**Exercise**
Continue the kdelearn metrics documentation from the point where it stops.

Metrics
- kdelearn.metrics.accuracy_loo(x_train: ndarray, labels_train: ndarray, model, **kwargs) float[source]
Leave-one-out accuracy - ratio of correctly classified data points based on leave-one-out approach.
- Parameters
x_train (ndarray of shape (m_train, n)) – Data points as an array containing data with float type.
labels_train (ndarray of shape (m_train,)) – Labels of data points as an array containing data with int type.
model – Classifier with defined fit and predict methods.
- Returns
accuracy – Leave-one-out accuracy.
- Return type
float
Examples
>>> # Prepare data for two classes >>> x_train1 = np.random.normal(0, 1, size=(100 // 2, 1)) >>> labels_train1 = np.full(100 // 2, 1) >>> x_train2 = np.random.normal(3, 1, size=(100 // 2, 1)) >>> labels_train2 = np.full(100 // 2, 2) >>> x_train = np.concatenate((x_train1, x_train2)) >>> labels_train = np.concatenate((labels_train1, labels_train2)) >>> # Classify and compute accuracy >>> model = KDEClassification() >>> accuracy = accuracy_loo(x_train, labels_train, model)
- kdelearn.metrics.pi_kf(x_train: ndarray, x_test: ndarray, labels_test: ndarray, weights_train: Optional[ndarray] = None) float[source]
Performance index for outliers detection.

**Data excerpts**
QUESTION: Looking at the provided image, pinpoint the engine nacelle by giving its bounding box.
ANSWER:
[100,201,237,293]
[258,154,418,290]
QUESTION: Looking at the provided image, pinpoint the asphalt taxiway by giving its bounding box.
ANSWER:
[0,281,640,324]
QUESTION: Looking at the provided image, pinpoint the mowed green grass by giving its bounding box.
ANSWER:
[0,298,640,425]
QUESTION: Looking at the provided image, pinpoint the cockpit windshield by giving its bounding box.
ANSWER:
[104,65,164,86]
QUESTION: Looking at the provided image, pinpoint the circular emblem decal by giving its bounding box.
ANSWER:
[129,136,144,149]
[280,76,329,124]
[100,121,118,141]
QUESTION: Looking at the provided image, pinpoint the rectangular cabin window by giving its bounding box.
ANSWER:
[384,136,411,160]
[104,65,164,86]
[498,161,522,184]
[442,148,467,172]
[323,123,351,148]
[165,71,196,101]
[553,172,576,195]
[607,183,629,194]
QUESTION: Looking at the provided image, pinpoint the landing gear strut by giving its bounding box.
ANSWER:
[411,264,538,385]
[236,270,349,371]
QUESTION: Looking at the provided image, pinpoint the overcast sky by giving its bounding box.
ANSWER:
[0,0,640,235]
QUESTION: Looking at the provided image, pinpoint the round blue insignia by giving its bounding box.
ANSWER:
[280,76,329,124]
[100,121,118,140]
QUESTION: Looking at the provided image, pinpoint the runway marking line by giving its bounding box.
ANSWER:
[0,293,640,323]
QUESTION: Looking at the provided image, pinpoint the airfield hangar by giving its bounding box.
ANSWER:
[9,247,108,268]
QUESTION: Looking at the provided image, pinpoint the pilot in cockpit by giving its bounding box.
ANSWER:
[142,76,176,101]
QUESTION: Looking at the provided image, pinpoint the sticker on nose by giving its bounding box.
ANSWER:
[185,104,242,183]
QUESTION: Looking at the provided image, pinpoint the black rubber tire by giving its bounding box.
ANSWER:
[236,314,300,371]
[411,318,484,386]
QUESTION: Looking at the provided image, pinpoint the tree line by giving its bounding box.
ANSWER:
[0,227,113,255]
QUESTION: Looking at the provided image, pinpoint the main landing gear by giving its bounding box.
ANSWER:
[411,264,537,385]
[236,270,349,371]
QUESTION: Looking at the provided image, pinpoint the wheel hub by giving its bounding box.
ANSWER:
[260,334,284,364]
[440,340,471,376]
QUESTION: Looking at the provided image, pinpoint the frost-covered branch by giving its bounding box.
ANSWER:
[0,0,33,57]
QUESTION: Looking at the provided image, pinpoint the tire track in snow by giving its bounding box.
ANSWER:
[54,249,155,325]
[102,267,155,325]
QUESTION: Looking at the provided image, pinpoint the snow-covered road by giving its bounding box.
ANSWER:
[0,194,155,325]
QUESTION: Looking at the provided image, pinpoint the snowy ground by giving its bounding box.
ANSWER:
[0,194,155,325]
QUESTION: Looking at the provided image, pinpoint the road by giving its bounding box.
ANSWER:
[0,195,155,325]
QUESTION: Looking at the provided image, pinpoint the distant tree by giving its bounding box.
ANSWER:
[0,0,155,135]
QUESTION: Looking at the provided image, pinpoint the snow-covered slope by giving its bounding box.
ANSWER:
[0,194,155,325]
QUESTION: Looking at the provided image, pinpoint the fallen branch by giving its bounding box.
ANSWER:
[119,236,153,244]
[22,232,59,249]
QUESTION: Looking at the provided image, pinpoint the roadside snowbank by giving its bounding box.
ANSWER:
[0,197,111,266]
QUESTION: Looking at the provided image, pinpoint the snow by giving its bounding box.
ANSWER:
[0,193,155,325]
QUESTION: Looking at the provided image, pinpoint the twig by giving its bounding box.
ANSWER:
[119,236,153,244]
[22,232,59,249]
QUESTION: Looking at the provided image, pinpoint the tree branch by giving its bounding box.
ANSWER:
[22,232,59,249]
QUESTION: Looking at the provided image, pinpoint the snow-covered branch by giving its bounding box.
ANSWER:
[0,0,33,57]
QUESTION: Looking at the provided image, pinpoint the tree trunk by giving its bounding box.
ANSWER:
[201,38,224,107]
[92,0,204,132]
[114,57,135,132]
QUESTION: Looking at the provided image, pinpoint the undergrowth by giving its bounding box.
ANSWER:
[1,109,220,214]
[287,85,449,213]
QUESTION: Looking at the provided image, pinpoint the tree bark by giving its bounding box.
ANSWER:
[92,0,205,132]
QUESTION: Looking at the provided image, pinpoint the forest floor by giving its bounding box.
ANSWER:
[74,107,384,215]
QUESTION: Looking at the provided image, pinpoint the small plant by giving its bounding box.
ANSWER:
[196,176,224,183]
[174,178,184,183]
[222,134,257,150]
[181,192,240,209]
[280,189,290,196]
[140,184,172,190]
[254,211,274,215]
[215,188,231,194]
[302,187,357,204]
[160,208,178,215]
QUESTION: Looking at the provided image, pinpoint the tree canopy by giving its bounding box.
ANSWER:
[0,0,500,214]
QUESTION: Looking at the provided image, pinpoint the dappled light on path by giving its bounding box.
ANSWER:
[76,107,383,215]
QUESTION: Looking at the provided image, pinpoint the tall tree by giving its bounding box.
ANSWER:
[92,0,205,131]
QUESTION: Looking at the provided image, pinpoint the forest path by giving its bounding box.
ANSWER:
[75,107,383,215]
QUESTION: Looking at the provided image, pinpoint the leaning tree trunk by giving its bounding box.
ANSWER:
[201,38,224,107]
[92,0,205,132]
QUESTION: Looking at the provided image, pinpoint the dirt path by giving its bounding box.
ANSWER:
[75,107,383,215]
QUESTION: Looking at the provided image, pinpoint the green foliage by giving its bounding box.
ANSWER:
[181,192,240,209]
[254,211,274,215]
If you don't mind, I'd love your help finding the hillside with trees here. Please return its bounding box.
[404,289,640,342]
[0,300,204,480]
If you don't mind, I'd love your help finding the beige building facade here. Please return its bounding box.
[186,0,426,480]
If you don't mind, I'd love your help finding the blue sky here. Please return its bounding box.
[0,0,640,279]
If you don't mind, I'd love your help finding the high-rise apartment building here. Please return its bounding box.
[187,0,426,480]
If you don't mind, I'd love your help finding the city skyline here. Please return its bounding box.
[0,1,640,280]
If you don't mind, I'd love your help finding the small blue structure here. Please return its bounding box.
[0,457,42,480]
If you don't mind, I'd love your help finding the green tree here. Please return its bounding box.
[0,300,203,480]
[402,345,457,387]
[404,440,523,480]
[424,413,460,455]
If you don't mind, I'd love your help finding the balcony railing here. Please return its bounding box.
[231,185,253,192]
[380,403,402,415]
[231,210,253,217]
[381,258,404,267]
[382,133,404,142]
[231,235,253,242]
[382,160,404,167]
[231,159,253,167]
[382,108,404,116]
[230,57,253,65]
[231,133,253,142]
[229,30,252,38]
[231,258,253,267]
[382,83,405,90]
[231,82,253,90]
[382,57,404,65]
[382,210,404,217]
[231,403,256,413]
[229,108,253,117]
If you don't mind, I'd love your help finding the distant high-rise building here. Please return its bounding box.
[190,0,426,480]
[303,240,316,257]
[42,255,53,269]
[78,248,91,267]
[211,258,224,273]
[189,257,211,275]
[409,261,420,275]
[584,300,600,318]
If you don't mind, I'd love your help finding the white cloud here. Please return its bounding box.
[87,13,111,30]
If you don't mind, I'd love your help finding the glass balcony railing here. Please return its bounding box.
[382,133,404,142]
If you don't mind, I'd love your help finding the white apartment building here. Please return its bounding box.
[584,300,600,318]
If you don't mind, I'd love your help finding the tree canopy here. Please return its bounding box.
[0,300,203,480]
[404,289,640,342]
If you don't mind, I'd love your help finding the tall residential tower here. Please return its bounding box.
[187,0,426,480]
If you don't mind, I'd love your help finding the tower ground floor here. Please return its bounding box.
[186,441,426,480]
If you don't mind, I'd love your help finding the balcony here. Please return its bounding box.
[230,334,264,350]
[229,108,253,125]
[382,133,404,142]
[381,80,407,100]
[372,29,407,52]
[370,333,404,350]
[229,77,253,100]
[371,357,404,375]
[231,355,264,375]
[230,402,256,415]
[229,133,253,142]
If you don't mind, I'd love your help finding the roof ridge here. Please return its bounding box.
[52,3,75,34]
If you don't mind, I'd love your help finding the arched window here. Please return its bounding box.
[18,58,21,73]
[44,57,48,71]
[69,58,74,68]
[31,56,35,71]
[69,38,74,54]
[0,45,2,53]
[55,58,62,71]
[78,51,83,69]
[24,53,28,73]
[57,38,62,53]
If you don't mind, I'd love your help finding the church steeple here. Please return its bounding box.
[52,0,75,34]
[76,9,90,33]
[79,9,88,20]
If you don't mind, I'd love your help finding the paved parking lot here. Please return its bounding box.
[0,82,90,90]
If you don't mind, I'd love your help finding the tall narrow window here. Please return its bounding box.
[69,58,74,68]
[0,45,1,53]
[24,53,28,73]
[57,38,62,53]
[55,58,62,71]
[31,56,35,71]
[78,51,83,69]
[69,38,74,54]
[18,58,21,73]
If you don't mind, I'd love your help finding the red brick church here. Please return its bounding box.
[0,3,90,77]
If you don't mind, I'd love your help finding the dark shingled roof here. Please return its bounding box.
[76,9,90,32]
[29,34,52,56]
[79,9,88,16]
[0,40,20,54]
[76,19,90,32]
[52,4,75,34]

**Task answer**
- Parameters
x_train (ndarray of shape (m_train, n_x)) – Data points as an array containing data with float type.
x_test (ndarray of shape (m_test, n_x)) – Data points as an array containing data with float type.
labels_test (ndarray of shape (m_test,)) – Labels (0 - inlier, 1 - outlier) of data points as an array containing data with int type.
weights_train (ndarray of shape (m_train,), optional) – Weights of data points. If None, all points are equally weighted.
- Returns
pi – Performance index.
- Return type
float
Examples
>>> x_train = np.array([[-0.1], [0.0], [0.1], [1.1]]) >>> labels_train = np.array([0, 0, 0, 1]) >>> pi = pi_kf(x_train, labels_train)
- kdelearn.metrics.density_silhouette(x_test: ndarray, labels_test: ndarray, weights_test: Optional[ndarray] = None, weights2: Optional[ndarray] = None, kernel_name: str = 'gaussian', share_bandwidth: bool = False) Tuple[ndarray, float][source]
Density based silhouette.
- Parameters
x_test (ndarray of shape (m_test, n)) – Data points as an array containing data with float type.
labels_test (ndarray of shape (m_test,)) – Labels of data points as an array containing data with int type.
weights_test (ndarray of shape (m_test,), default=None) – Weights of data points. If None, all points are equally weighted.
weights2 (ndarray of shape (m_test,), default=None) – Weights of data points. If None, all points are equally weighted.
kernel_name ({'gaussian', 'uniform', 'epanechnikov', 'cauchy'}, default='gaussian') – Name of kernel function.
share_bandwidth (bool, default=False) – Determines whether all clusters should have common bandwidth. If False, estimator of each cluster gets its own bandwidth.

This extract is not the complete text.